(Exercise passage)
- - - - -

If I look up from my writing perch in the sun room right now, I can see a crust of snow on the glass roof. My position on winter in general, and snow in particular, is apathetic at best. In my darker moments, it's outright opposition. As American comedian Carl Reiner put it,
A lot of people like snow. I find it to be an unnecessary freezing of water.*
This is a moment when I cherish anything green and alive as an antidote to the deadness of the garden, and for me that means houseplants. After Christmas, in the thin days of early January when I was still glassy-eyed from an excess of sleep and cake, I arrived at the office to find a cactus on my desk: a new plant is usually cause for joy, but this one had a strange look to it. According to the label, it's a Glowing Wonder - yes that's right, a glowing cactus (it also has a helpful warning symbol - a knife and fork crossed out - indicating it's not edible - well phew).
The website shows more spray-painted plants - mainly Echeverias. A slip of paper starts by telling me the bleeding obvious: "WARNING! YOUR PLANT IS A CACTUS VARIETY AND THE SPINES ARE EXTREMELY SHARP. PLEASE HANDLE WITH CARE AND ATTENTION."
So, does it glow? Well, sort of. I put it in a dark cupboard at work to satisfy curious colleagues on this matter, and the verdict was it glowed "a bit". Once back home (transported there wrapped in bubble wrap, both for insulation and protection from spikes) it did light up in a completely dark kitchen at night, but you wouldn't be able to read a book by it, as you can see from the somewhat Blair Witch Project photo opposite. There are some pictures of these plants on Pinterest in which they look a bit more, well, glowy.

- - - - -

(Material shown)
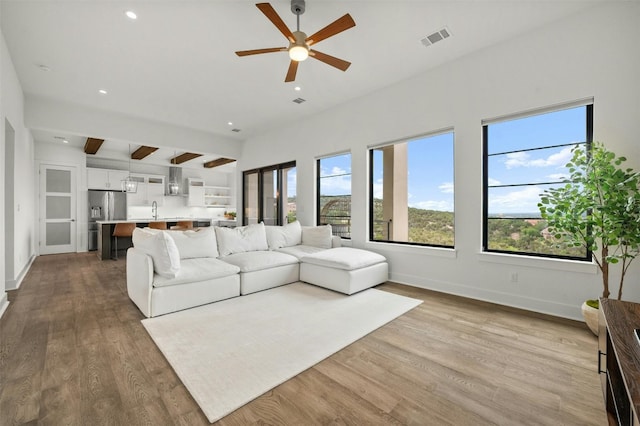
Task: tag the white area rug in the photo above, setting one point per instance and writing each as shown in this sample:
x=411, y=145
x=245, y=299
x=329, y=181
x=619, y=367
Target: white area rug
x=229, y=353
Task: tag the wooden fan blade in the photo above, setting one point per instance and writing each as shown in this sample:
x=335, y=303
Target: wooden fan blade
x=259, y=51
x=330, y=60
x=291, y=73
x=332, y=29
x=273, y=16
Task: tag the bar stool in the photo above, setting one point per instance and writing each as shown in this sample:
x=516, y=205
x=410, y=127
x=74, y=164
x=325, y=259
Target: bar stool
x=122, y=230
x=182, y=225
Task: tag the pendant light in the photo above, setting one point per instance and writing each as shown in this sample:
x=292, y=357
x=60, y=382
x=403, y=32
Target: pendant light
x=129, y=185
x=173, y=187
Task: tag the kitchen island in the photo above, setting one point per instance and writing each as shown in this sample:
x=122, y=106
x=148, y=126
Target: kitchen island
x=105, y=230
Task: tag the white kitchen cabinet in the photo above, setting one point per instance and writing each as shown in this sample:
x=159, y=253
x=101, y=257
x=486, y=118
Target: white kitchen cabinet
x=201, y=195
x=105, y=178
x=195, y=197
x=150, y=189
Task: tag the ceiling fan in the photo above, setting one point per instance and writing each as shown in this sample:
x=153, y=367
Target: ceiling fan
x=299, y=44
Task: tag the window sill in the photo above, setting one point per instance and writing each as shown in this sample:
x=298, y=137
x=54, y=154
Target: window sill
x=538, y=262
x=450, y=253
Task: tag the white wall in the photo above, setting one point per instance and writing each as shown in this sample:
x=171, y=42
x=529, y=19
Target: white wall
x=23, y=208
x=594, y=54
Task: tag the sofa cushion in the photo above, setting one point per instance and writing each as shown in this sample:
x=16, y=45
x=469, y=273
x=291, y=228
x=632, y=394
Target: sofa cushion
x=241, y=239
x=162, y=249
x=259, y=260
x=346, y=258
x=317, y=236
x=193, y=244
x=194, y=270
x=284, y=236
x=299, y=251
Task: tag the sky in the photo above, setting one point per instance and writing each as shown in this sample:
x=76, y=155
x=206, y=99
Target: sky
x=431, y=164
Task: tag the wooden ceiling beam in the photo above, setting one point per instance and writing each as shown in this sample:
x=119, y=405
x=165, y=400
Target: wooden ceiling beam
x=187, y=156
x=92, y=145
x=218, y=162
x=142, y=152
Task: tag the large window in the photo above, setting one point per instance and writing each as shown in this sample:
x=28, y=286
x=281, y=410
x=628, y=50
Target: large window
x=523, y=156
x=411, y=191
x=334, y=193
x=269, y=195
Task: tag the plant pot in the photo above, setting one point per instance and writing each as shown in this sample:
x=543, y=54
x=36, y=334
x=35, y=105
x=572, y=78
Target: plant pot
x=590, y=316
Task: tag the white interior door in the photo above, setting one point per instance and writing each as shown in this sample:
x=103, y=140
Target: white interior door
x=58, y=225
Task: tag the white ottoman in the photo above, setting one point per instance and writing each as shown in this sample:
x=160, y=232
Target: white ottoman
x=344, y=269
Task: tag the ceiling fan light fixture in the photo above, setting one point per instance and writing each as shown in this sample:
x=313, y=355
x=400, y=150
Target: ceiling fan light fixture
x=298, y=53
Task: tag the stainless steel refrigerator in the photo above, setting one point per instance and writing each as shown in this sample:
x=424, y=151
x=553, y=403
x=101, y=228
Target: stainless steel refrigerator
x=104, y=205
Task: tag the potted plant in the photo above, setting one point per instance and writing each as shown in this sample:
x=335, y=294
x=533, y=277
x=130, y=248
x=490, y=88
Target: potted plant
x=597, y=208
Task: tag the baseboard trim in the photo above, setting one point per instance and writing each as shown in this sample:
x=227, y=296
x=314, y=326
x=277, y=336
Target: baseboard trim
x=4, y=304
x=15, y=284
x=506, y=299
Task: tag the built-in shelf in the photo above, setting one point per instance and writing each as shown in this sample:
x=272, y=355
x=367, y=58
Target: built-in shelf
x=201, y=195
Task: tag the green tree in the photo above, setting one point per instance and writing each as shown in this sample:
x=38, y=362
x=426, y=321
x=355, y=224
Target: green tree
x=597, y=208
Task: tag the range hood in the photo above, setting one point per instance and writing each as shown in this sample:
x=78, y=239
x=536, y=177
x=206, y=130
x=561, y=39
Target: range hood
x=174, y=185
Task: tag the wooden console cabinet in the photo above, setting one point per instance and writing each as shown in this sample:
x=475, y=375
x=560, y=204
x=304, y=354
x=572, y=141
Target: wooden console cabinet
x=619, y=360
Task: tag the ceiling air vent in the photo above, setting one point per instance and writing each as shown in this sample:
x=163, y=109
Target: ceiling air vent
x=436, y=37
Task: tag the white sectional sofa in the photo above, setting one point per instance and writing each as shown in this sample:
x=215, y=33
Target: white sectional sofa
x=168, y=271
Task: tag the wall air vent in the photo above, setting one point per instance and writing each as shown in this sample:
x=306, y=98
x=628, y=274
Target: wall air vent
x=436, y=37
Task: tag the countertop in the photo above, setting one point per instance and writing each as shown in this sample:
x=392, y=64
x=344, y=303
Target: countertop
x=161, y=219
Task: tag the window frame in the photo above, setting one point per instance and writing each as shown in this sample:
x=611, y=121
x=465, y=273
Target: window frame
x=588, y=104
x=371, y=212
x=318, y=192
x=260, y=171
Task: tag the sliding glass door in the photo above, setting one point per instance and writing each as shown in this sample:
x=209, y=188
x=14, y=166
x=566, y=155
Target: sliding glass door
x=269, y=195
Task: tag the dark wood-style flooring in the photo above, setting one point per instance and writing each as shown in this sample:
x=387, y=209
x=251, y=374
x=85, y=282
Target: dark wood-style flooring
x=73, y=352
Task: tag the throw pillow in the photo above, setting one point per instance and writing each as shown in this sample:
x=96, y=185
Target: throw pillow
x=162, y=249
x=193, y=244
x=317, y=236
x=284, y=236
x=241, y=239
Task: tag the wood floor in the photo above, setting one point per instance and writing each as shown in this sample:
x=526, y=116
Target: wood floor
x=73, y=352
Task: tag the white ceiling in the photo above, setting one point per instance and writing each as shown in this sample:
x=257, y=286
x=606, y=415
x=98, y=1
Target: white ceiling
x=176, y=62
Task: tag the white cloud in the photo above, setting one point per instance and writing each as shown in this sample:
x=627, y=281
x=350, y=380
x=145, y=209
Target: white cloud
x=523, y=159
x=338, y=184
x=557, y=176
x=446, y=188
x=523, y=200
x=439, y=205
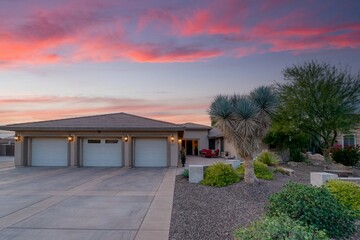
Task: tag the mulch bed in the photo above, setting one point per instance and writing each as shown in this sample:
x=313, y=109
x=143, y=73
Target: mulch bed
x=210, y=213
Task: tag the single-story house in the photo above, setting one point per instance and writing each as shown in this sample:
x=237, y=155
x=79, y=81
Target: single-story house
x=7, y=145
x=350, y=139
x=110, y=140
x=195, y=138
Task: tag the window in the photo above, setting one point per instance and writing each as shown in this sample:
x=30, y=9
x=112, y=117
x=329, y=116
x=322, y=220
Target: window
x=349, y=140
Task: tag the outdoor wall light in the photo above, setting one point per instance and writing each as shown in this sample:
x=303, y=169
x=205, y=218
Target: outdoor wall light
x=70, y=138
x=17, y=138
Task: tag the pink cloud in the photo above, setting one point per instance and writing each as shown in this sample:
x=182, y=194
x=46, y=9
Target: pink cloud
x=204, y=22
x=106, y=32
x=38, y=108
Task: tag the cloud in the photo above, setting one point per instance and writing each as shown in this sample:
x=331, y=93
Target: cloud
x=38, y=108
x=162, y=32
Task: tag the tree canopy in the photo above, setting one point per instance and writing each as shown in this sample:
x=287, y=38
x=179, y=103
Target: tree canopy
x=244, y=119
x=319, y=99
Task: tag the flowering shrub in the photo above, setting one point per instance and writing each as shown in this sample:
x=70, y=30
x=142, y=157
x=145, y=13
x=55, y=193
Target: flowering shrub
x=347, y=155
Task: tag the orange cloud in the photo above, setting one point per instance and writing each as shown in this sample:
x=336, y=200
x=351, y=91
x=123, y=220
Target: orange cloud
x=204, y=22
x=105, y=31
x=56, y=107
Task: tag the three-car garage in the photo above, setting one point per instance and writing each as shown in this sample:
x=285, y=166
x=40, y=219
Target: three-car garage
x=108, y=140
x=99, y=152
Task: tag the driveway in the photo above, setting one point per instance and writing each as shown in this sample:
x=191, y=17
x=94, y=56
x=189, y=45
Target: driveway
x=86, y=203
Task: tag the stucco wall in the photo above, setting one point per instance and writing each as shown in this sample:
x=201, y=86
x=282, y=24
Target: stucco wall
x=200, y=135
x=356, y=132
x=23, y=147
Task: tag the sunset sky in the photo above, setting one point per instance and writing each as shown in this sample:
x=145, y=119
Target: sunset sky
x=160, y=59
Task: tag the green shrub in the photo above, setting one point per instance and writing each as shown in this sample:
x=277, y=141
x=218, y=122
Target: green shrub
x=220, y=175
x=296, y=155
x=281, y=170
x=347, y=193
x=313, y=206
x=186, y=173
x=347, y=155
x=262, y=171
x=268, y=158
x=279, y=228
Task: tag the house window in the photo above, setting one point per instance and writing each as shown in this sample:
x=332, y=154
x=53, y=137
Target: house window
x=349, y=140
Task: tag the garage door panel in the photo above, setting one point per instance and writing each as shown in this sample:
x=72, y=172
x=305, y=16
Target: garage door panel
x=49, y=152
x=150, y=152
x=102, y=153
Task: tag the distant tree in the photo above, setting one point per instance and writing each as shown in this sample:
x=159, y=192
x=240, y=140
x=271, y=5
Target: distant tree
x=319, y=99
x=244, y=119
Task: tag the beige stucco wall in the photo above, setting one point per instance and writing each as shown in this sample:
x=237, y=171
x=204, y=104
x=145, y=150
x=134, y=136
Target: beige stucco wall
x=356, y=132
x=200, y=135
x=23, y=147
x=229, y=147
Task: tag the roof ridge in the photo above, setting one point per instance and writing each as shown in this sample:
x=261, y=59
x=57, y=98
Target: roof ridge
x=129, y=114
x=62, y=119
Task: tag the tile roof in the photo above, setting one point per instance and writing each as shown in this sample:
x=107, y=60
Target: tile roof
x=114, y=121
x=195, y=126
x=215, y=133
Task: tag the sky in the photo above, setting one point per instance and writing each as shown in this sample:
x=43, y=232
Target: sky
x=160, y=59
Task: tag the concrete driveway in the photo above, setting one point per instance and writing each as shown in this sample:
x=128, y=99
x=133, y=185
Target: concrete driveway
x=86, y=203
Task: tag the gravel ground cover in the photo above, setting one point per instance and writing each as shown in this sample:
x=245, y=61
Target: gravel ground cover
x=209, y=213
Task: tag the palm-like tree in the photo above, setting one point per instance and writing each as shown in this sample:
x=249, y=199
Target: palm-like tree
x=245, y=119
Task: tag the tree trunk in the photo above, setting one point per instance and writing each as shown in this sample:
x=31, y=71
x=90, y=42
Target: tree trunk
x=249, y=176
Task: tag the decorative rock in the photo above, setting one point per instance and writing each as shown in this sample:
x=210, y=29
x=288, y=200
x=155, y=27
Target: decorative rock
x=234, y=163
x=288, y=171
x=320, y=178
x=196, y=173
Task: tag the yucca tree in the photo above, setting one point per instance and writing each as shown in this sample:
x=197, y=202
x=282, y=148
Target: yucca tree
x=244, y=119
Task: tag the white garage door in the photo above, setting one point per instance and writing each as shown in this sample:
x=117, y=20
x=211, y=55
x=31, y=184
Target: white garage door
x=49, y=152
x=102, y=152
x=150, y=152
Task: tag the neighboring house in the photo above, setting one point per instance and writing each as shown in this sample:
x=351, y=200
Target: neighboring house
x=217, y=141
x=111, y=140
x=7, y=146
x=349, y=139
x=195, y=138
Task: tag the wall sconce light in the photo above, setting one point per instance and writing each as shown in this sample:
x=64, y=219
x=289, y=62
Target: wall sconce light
x=17, y=138
x=71, y=138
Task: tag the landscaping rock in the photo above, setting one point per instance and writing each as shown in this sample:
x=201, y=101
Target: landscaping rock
x=318, y=179
x=196, y=173
x=316, y=159
x=296, y=164
x=288, y=171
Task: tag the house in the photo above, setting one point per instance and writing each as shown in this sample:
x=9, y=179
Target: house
x=7, y=146
x=218, y=141
x=110, y=140
x=195, y=138
x=350, y=139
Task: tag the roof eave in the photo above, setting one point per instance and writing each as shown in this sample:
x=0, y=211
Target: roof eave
x=145, y=129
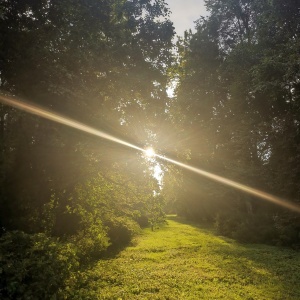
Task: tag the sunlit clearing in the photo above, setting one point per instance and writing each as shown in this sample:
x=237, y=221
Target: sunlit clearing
x=149, y=152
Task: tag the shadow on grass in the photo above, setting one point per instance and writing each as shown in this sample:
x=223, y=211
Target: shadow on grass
x=253, y=264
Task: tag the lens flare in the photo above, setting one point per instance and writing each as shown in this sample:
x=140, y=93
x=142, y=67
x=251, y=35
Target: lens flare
x=149, y=152
x=33, y=109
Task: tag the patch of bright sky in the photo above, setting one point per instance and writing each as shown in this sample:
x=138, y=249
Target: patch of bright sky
x=184, y=13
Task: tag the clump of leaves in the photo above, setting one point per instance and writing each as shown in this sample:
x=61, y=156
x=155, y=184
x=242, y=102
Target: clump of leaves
x=34, y=266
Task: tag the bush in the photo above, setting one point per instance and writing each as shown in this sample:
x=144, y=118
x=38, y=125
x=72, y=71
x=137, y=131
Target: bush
x=34, y=266
x=91, y=241
x=121, y=230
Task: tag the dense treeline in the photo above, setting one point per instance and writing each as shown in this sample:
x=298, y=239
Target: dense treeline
x=237, y=113
x=66, y=196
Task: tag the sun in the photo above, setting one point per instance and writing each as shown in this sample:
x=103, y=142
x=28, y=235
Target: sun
x=149, y=152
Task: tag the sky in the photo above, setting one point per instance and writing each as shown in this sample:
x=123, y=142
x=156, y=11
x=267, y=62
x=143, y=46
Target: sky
x=184, y=13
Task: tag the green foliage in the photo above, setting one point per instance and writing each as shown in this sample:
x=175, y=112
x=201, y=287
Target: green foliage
x=183, y=261
x=236, y=112
x=34, y=266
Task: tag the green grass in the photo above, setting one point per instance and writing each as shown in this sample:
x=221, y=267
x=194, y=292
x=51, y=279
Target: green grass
x=183, y=261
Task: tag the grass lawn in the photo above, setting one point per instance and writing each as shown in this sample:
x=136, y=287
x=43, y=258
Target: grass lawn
x=183, y=261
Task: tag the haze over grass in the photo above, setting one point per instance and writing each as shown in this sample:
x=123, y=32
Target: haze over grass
x=181, y=261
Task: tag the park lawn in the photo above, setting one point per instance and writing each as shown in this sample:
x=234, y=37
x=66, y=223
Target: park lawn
x=183, y=261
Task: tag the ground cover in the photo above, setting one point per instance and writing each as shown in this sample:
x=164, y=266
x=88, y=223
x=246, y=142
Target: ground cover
x=183, y=261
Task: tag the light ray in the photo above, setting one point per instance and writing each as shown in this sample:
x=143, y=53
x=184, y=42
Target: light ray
x=33, y=109
x=252, y=191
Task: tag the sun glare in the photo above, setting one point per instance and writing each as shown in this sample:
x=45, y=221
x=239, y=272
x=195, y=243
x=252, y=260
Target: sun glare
x=149, y=152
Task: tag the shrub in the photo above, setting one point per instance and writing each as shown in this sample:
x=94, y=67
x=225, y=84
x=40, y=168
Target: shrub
x=121, y=230
x=34, y=266
x=91, y=241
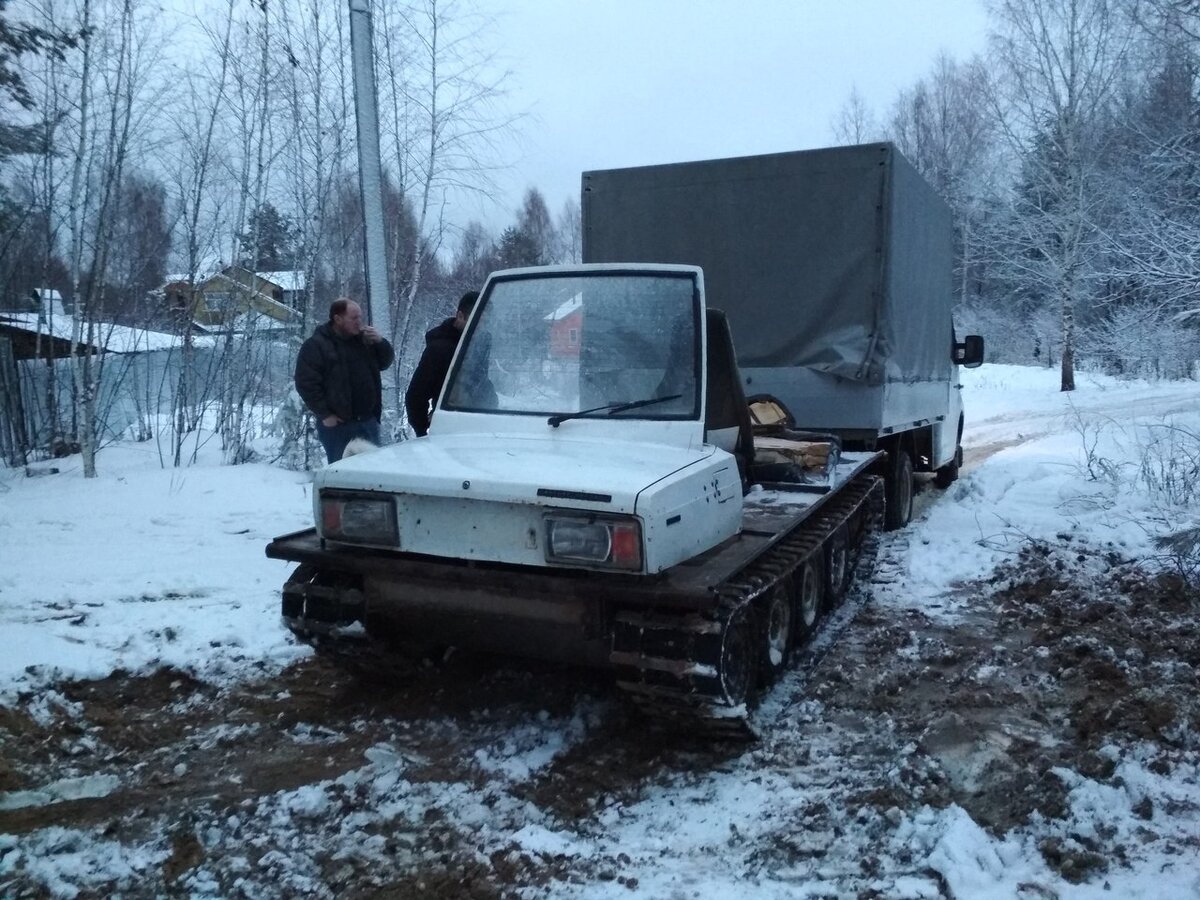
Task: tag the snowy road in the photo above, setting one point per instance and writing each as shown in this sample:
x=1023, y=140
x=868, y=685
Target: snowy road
x=1000, y=717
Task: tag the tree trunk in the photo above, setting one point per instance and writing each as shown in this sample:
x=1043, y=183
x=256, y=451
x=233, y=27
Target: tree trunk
x=1068, y=345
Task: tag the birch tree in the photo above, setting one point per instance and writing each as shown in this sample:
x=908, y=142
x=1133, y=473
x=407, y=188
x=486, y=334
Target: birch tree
x=943, y=127
x=1057, y=64
x=443, y=124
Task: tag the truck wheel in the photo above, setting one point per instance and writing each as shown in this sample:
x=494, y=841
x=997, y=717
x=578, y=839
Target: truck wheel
x=898, y=508
x=949, y=473
x=809, y=587
x=778, y=631
x=837, y=568
x=739, y=657
x=292, y=606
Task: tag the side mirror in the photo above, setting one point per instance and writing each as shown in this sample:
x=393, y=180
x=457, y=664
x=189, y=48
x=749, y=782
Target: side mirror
x=969, y=354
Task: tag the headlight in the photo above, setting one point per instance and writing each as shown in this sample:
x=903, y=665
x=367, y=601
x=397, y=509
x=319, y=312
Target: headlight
x=359, y=519
x=594, y=540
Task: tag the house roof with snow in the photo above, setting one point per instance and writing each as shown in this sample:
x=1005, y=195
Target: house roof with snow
x=567, y=309
x=27, y=327
x=288, y=281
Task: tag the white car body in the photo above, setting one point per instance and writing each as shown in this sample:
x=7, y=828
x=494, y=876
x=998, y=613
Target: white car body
x=481, y=484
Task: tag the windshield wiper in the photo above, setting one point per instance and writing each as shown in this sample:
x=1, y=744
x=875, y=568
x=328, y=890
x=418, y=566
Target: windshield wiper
x=610, y=408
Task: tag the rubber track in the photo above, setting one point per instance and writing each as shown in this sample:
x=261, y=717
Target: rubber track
x=669, y=661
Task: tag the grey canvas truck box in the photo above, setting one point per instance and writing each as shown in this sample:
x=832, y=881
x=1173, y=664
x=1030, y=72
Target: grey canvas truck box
x=834, y=268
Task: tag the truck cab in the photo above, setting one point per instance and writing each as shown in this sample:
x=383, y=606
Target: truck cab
x=570, y=432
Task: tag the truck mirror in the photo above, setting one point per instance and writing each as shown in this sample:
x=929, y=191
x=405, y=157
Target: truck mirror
x=969, y=353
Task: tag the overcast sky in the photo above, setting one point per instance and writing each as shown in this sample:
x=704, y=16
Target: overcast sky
x=611, y=83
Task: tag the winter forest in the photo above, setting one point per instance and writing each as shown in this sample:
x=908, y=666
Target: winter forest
x=145, y=151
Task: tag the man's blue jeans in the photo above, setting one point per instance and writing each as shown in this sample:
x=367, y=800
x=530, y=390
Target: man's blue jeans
x=335, y=438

- - - - -

(Apply what you read)
1 – In the glowing cactus passage, what did colleagues decide after the cactus was placed in a dark cupboard at work?
2 – Repeat the glowing cactus passage from "The website shows" up to and including "more, well, glowy.".
3 – Summarize the glowing cactus passage in two sentences.
The material above stands apart from the glowing cactus passage.

(Your written answers)
1 – They decided it glowed "a bit."

2 –
The website shows more spray-painted plants - mainly Echeverias. A slip of paper starts by telling me the bleeding obvious: "WARNING! YOUR PLANT IS A CACTUS VARIETY AND THE SPINES ARE EXTREMELY SHARP. PLEASE HANDLE WITH CARE AND ATTENTION."
So, does it glow? Well, sort of. I put it in a dark cupboard at work to satisfy curious colleagues on this matter, and the verdict was it glowed "a bit". Once back home (transported there wrapped in bubble wrap, both for insulation and protection from spikes) it did light up in a completely dark kitchen at night, but you wouldn't be able to read a book by it, as you can see from the somewhat Blair Witch Project photo opposite. There are some pictures of these plants on Pinterest in which they look a bit more, well, glowy.

3 – Disliking winter and snow, the writer values houseplants at this time of year and found a cactus labeled Glowing Wonder on the office desk in early January. Tests in a dark cupboard at work and a dark kitchen at home showed that it glowed only faintly, not enough to read a book by.